* TASK INSTRUCTIONS
Count the lines in the material below that contain the string "parking", treating uppercase and lowercase as distinct, and reply with the number alone.

Point labeling examples:
+ + +

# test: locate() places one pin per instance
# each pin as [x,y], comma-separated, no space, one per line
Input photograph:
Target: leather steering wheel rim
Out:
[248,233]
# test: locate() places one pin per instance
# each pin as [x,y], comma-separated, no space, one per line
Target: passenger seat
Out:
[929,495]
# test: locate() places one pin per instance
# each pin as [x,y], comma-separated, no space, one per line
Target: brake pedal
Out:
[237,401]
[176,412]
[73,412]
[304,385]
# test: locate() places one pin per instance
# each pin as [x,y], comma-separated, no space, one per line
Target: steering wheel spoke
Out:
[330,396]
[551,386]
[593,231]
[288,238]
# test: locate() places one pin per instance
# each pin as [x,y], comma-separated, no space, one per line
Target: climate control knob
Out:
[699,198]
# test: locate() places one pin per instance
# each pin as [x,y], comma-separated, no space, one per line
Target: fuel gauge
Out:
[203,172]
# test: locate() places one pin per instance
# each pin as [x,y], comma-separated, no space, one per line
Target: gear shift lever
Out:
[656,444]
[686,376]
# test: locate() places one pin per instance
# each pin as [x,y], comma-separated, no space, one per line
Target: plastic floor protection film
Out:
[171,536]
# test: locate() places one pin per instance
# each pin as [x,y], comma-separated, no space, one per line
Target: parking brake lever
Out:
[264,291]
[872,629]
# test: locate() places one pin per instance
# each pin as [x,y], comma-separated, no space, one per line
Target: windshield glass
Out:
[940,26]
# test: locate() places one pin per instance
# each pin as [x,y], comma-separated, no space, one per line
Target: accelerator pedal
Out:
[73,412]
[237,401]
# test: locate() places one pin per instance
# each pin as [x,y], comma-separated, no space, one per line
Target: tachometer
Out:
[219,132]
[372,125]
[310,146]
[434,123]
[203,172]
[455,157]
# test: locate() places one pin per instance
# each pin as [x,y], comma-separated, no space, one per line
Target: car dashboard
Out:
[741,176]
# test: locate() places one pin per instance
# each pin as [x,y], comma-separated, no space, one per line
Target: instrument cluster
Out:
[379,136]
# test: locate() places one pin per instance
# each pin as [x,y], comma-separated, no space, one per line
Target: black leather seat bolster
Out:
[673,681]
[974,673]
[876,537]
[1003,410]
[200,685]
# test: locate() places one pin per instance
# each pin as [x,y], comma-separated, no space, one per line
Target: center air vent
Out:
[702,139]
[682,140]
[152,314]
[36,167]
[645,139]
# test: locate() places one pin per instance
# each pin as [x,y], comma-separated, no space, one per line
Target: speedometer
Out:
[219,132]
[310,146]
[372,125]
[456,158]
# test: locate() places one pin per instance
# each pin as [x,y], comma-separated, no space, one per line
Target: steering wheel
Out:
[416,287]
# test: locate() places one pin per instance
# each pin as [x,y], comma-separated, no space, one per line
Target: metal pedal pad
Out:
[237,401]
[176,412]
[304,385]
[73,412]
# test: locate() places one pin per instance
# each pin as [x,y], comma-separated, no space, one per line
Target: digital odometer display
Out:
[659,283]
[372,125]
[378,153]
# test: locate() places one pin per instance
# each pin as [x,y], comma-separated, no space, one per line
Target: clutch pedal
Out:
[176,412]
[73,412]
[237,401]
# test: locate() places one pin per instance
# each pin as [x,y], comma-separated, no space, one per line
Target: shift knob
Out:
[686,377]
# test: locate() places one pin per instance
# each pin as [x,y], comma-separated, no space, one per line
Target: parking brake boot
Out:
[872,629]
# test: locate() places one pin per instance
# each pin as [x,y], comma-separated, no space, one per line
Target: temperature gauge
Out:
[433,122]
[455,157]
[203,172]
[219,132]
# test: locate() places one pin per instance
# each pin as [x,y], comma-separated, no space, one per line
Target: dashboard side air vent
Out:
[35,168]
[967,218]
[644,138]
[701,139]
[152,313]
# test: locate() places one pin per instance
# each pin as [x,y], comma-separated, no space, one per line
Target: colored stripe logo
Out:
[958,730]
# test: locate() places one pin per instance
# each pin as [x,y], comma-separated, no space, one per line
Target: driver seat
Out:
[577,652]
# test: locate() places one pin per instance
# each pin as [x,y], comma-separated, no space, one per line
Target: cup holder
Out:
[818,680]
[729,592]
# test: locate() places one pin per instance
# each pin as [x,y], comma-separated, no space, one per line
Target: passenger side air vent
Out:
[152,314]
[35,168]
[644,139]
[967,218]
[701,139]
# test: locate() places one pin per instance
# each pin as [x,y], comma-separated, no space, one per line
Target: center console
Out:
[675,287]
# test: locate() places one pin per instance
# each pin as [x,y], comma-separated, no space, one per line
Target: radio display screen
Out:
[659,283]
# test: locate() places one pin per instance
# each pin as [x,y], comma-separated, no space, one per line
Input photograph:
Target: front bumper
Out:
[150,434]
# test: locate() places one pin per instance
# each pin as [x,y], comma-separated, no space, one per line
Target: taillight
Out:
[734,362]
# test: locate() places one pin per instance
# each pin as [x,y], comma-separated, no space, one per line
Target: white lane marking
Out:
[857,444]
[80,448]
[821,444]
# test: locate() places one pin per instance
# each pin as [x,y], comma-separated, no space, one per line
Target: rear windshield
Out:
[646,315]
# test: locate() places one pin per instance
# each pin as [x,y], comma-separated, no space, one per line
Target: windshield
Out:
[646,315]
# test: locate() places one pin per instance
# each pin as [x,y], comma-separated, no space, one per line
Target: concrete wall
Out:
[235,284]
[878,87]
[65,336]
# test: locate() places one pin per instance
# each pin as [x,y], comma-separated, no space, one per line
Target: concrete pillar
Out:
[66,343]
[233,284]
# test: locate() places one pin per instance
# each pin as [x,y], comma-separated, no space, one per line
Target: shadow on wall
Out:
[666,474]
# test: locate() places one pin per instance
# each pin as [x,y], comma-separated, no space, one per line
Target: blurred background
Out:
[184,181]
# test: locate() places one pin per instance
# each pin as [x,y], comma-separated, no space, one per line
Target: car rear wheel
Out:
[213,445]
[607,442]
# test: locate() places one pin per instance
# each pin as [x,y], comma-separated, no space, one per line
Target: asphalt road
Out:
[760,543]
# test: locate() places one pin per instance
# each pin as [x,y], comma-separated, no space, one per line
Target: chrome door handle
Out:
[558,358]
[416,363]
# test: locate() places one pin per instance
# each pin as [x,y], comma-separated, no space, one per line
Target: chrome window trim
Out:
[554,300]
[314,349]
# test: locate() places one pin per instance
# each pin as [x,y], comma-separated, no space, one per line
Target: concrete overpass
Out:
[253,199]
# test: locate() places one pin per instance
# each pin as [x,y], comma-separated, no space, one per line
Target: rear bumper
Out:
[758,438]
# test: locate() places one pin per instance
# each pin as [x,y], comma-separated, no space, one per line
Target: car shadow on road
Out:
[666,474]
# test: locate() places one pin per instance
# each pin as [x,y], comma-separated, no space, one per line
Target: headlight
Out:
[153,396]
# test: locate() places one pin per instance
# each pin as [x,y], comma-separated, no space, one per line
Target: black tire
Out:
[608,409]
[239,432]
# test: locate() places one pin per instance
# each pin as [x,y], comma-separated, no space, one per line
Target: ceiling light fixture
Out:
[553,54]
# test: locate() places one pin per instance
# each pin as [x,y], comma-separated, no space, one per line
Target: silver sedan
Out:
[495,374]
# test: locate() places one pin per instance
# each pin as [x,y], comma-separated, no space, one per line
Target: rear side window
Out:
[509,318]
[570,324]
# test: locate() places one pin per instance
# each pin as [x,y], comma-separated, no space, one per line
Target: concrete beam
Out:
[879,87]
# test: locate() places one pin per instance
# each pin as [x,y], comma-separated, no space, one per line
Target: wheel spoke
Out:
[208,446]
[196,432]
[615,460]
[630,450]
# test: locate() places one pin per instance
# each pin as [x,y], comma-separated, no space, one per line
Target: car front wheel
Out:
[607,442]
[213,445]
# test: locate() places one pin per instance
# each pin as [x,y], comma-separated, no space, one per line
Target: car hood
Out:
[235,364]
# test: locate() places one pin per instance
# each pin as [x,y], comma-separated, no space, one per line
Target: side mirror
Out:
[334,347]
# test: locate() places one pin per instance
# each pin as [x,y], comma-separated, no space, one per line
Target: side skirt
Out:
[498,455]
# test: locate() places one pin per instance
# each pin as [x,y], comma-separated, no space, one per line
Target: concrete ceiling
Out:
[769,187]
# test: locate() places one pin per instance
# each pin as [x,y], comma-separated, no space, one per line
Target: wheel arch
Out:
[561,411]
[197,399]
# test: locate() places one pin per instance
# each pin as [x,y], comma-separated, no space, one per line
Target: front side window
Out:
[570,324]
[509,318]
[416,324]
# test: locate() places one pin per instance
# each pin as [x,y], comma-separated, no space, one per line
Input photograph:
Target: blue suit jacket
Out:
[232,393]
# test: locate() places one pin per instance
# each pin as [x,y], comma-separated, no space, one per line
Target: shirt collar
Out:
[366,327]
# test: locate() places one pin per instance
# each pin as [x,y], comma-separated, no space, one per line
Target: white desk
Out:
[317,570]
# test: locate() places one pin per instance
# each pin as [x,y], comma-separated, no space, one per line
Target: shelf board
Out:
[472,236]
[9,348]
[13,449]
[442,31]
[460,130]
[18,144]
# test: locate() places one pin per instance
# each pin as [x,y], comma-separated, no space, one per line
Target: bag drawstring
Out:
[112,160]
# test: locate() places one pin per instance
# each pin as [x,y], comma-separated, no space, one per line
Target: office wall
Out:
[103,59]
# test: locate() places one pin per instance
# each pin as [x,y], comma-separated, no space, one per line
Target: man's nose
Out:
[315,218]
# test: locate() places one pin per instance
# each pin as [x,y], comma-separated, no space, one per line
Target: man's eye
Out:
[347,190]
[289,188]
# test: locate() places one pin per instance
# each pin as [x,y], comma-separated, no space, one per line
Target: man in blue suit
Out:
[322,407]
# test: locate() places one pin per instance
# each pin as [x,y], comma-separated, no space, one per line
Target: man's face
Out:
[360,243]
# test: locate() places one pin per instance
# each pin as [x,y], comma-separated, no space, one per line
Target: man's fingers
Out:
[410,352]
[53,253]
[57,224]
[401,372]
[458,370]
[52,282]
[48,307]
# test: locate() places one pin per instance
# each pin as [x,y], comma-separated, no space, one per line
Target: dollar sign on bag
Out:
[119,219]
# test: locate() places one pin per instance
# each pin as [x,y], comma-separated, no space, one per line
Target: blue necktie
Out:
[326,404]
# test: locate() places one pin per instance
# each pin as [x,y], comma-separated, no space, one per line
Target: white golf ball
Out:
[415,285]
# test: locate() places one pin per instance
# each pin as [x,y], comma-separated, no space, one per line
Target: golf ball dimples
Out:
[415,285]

+ + +

* WORKED SOLUTION
2